*** Excerpted data ***
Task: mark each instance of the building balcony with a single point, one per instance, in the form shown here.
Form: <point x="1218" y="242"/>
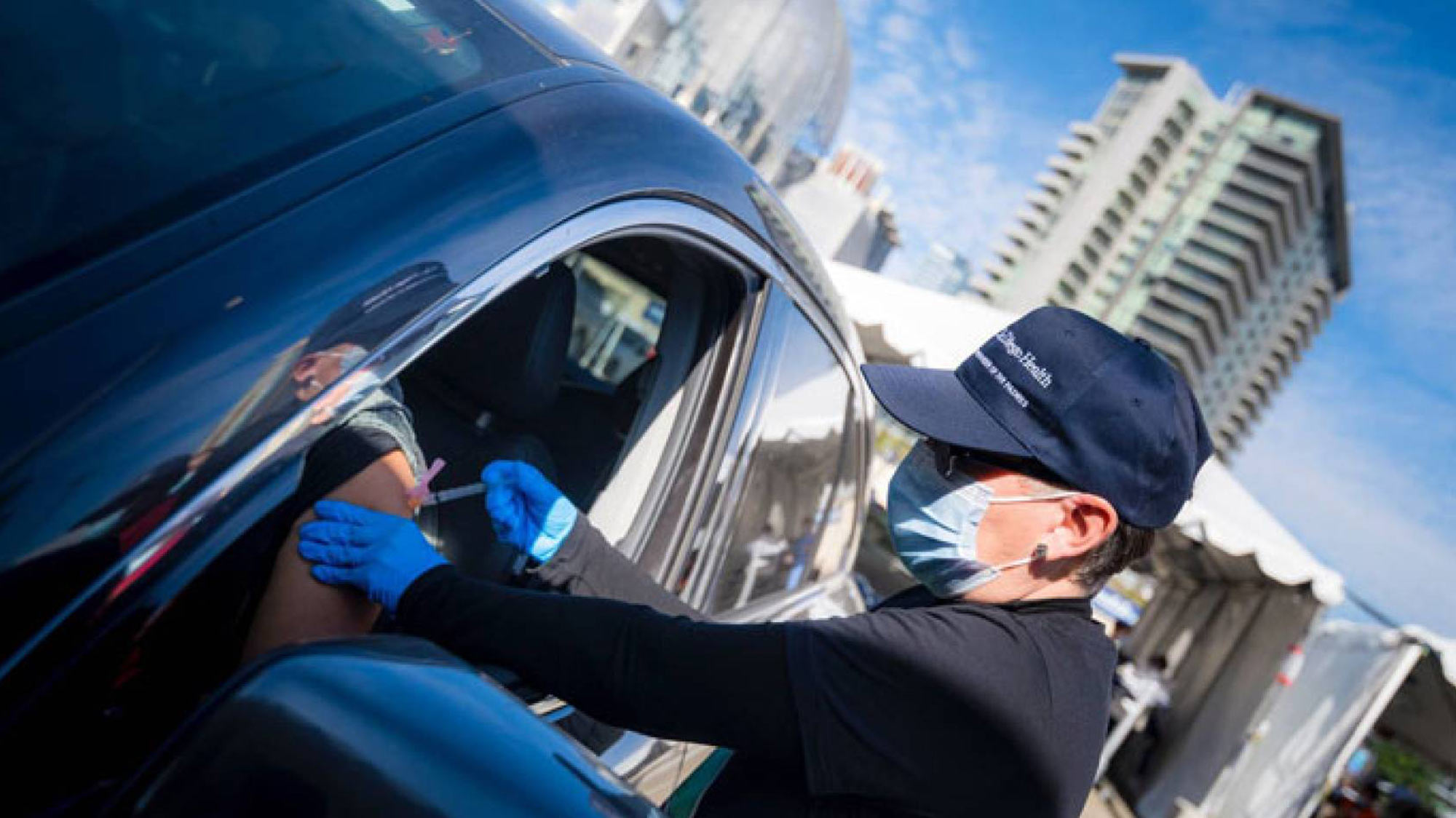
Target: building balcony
<point x="1033" y="219"/>
<point x="1067" y="165"/>
<point x="1053" y="184"/>
<point x="1088" y="133"/>
<point x="1075" y="149"/>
***
Exercise requirements: Restate the whole listing above exactly, please, omitting every image.

Exercise answer:
Task: mark each instance of the building balcony with a single point, one per instance, in the form shown here.
Form: <point x="1218" y="242"/>
Target: building balcony
<point x="1033" y="219"/>
<point x="1067" y="165"/>
<point x="1053" y="184"/>
<point x="1088" y="133"/>
<point x="1075" y="149"/>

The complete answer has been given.